*** SELECTED EXTRACT

Marriage is the lubricant of a society based on kinship, such as the tribal society of seventh century Arabia. Marriage has been the means of creating and cementing relationship among rulers and leaders of innumerable societies of vastly different kinds up until very recent times.
Most of Muhammad’s marriages had a political context.
Muhammad married 11 women in all. But for most of his life, he was monogamous.
The earlier marriages aimed at cementing relationships with core group of Muhammad and its adherents. These marriages constituted the glue that bound his companions to Muhammad. Later marriages cemented tribal alliances or served as a rationale for reconciliation.
Prophet was married to Khadeeja 25 years till her death. She was the first Muslim business woman, running a profitable business on her on terms. Muhammad was just an employee of Khadeeja. And it was Khadeeja who came with the marriage proposal first and Muhammad accepted it. He was 25 and she was 40 at the time of their marriage.
Juwayriyya was taken captive in the skirmish with a tribe. When Muhammad married her the clan became the kinsmen of the Prophet.
Ummu Habiba was the daughter of Abu Sufyan, a leader of the Meccan elite so fiercely opposed to Muhammad. This marriage was an alliance with one of the most influential citizens of Mecca.
Two of Muhammad’s marriages have become quite controversial. The first is with Aisha, who he married when she was said to be 9 or 10 and he was 53.
Child marriage and considerable age difference were no impediment within the cultural context of seventh century Arabian society. Women were able to be married immediately after beginning of menstruation, a sign of maturation that has been the threshold in the most societies throughout much human history.
Should a prophet have been an example of how society and its sensibilities would change over millennia?
Is it proper to apply contemporary sensibilities, the modern construction of childhood, to persons who lived in entirely different circumstances?
It is clear from the sources that such a marriage, not consummated until Aisha had achieved what was regarded as maturity, caused no comment in Mecca at that time or in the Christendom of the Middle Ages.
The second marriage, with Zaynab did raise eyebrows in Arabia. It is the only marriage to be specifically mentioned in the Quran.
Zaynab was married to Zaid, Muhammad’s adopted son. But Zainab was not happy; and her brothers too rejected Zaid because they were of an aristocratic lineage while Zaid had been a slave.
Muhammad intervened to urge them not divorce. When the couple divorced, Muhammad married Zaynab. It was the legitimacy of this marriage that is authorized by the Quran.
The convoluted arguments of the classical scholars as well modern writers cannot take us beyond the simple fact. It was a subject of controversy in Muhammad’s time as it remains today.
What is more significant is that all of Muhammad’s wives except Aisha had been married before. This would have been a considerable change in a society in which virginity on marriage was a significant badge of status.

******
*** RAW DATA

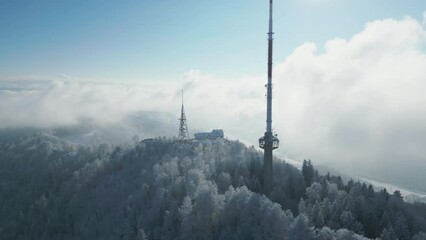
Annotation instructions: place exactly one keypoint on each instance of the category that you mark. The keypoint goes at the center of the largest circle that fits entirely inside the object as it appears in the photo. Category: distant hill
(161, 188)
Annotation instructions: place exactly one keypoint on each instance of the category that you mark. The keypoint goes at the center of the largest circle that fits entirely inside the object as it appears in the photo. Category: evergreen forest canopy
(165, 189)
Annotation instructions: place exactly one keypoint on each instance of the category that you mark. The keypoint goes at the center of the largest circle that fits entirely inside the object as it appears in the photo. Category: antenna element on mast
(269, 141)
(183, 127)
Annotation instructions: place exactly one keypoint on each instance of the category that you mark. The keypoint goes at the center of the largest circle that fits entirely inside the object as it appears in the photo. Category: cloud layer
(357, 103)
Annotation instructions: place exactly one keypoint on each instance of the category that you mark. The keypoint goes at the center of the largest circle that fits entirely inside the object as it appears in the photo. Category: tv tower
(269, 141)
(183, 127)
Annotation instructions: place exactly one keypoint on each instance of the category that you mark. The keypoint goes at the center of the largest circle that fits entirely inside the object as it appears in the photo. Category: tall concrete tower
(269, 141)
(183, 127)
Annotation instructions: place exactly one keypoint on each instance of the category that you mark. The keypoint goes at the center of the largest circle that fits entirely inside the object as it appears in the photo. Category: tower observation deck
(269, 141)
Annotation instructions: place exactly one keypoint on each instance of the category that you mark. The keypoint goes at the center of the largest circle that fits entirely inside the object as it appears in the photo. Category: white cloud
(361, 100)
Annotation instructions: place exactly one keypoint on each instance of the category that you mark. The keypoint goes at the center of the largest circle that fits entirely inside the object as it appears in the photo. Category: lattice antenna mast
(269, 141)
(183, 127)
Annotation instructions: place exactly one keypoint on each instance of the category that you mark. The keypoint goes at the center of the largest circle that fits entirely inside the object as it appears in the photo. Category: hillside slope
(165, 189)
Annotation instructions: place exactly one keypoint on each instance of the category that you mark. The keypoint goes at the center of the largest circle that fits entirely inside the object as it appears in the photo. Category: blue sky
(149, 40)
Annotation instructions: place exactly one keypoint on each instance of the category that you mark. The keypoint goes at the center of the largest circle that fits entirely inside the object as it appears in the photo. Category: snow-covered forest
(165, 189)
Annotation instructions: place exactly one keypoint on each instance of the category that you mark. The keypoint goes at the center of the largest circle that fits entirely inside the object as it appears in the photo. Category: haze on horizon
(348, 85)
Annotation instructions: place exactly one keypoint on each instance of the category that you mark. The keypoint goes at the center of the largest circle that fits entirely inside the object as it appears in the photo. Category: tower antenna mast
(269, 141)
(183, 127)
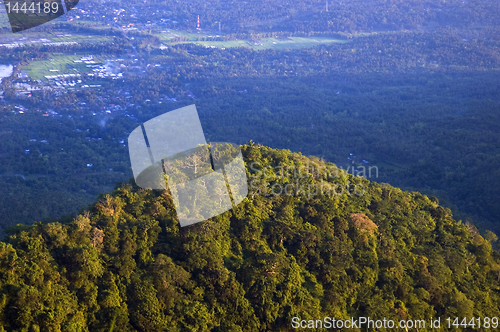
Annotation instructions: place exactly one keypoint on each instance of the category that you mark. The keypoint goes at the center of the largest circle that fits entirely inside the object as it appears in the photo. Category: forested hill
(373, 250)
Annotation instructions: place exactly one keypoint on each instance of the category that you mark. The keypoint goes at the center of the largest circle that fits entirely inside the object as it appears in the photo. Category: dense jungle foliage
(125, 265)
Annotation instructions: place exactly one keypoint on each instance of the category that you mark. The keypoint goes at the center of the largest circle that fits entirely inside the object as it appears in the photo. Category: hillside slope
(372, 251)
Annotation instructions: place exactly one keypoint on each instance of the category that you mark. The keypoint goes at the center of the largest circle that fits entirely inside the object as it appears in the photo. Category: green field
(262, 44)
(63, 63)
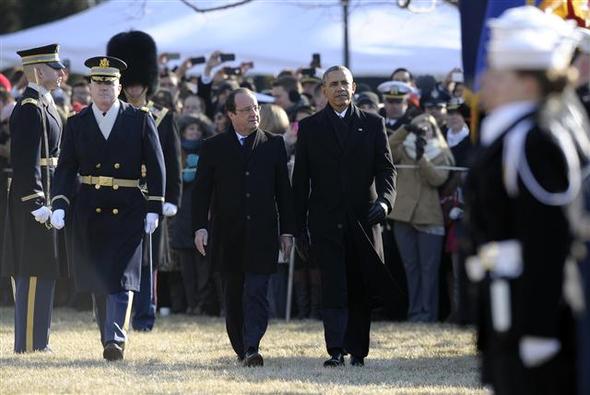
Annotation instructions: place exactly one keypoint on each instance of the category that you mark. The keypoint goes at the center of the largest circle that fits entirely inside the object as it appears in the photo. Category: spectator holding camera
(287, 92)
(195, 268)
(417, 215)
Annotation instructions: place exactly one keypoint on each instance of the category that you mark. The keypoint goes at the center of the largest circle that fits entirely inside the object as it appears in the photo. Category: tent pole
(346, 48)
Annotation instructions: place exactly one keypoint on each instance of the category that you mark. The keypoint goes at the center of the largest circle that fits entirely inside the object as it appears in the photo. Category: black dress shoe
(112, 352)
(357, 361)
(253, 359)
(334, 361)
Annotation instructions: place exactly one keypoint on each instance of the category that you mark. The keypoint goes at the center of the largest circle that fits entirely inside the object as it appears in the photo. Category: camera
(457, 77)
(172, 55)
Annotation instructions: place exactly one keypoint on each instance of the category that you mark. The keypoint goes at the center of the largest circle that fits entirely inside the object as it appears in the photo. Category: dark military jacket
(29, 247)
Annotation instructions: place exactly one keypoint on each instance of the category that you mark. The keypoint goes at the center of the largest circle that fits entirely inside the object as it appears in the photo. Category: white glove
(455, 213)
(57, 219)
(42, 214)
(201, 238)
(151, 222)
(535, 351)
(169, 210)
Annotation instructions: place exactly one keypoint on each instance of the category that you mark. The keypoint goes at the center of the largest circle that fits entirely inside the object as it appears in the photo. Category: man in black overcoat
(30, 246)
(139, 81)
(344, 186)
(524, 175)
(243, 200)
(106, 144)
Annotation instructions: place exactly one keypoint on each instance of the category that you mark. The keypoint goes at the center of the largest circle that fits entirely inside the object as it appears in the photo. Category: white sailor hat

******

## REQUIRED WORK
1. Do the following statements agree with the text on Muhammad's marriages? Answer yes or no for each, and quote the deciding words. (a) Muhammad married 11 women in all. (b) Khadeeja was 25 when she married Muhammad. (c) Every one of Muhammad's wives had been married before.
2. Write out the text on Muhammad's marriages from "Juwayriyya was taken" to "citizens of Mecca.", swapping "captive" for "prisoner".

## RESPONSES IN ORDER
1.
(a) Yes: "Muhammad married 11 women in all."
(b) No: "He was 25 and she was 40 at the time of their marriage."
(c) No: "all of Muhammad’s wives except Aisha had been married before."

2.
Juwayriyya was taken prisoner in the skirmish with a tribe. When Muhammad married her the clan became the kinsmen of the Prophet.
Ummu Habiba was the daughter of Abu Sufyan, a leader of the Meccan elite so fiercely opposed to Muhammad. This marriage was an alliance with one of the most influential citizens of Mecca.